▶ WHAT IS REQUIRED
Of the lines in the data below, write out exactly those from the one holding "label the sparse shrub, a point per instance." through the one holding "label the pine tree, a point per instance.", both included.

▶ RECORDS FOR PROCESSING
········

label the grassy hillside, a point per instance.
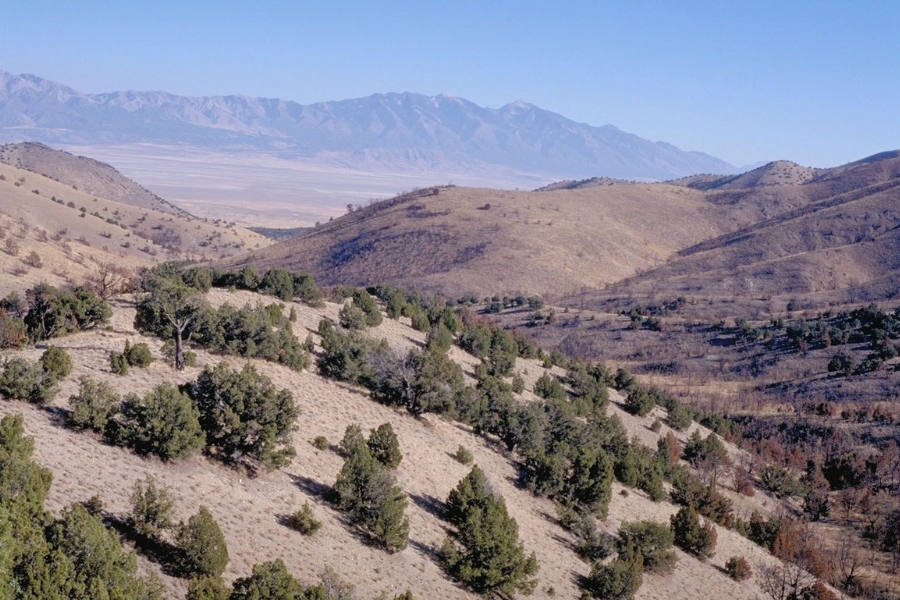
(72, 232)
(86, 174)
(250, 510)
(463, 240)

········

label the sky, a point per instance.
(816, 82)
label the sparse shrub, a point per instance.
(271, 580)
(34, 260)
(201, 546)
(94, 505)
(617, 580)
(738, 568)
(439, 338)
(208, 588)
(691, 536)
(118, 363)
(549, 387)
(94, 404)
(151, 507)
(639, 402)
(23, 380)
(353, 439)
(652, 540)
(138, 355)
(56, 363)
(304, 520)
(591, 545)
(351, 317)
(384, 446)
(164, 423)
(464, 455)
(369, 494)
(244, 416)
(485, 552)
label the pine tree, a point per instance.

········

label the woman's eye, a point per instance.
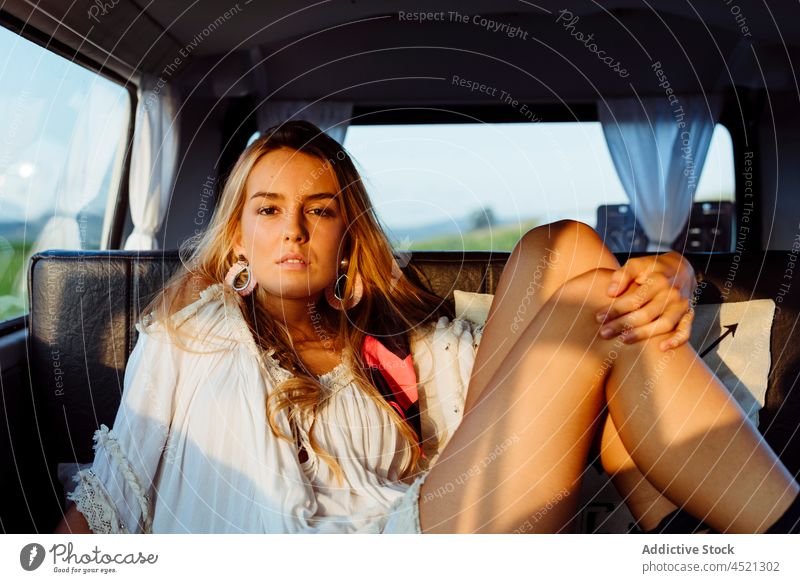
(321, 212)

········

▶ PROBLEM SOLUTION
label the sparse shrub, a point per instance.
(271, 580)
(34, 260)
(201, 546)
(94, 505)
(617, 580)
(738, 568)
(439, 338)
(208, 588)
(691, 536)
(118, 363)
(549, 387)
(94, 404)
(151, 507)
(639, 402)
(23, 380)
(353, 439)
(652, 540)
(138, 355)
(56, 363)
(304, 520)
(591, 545)
(351, 317)
(384, 446)
(164, 423)
(464, 455)
(369, 494)
(244, 416)
(485, 552)
label the pine tree, a point per instance.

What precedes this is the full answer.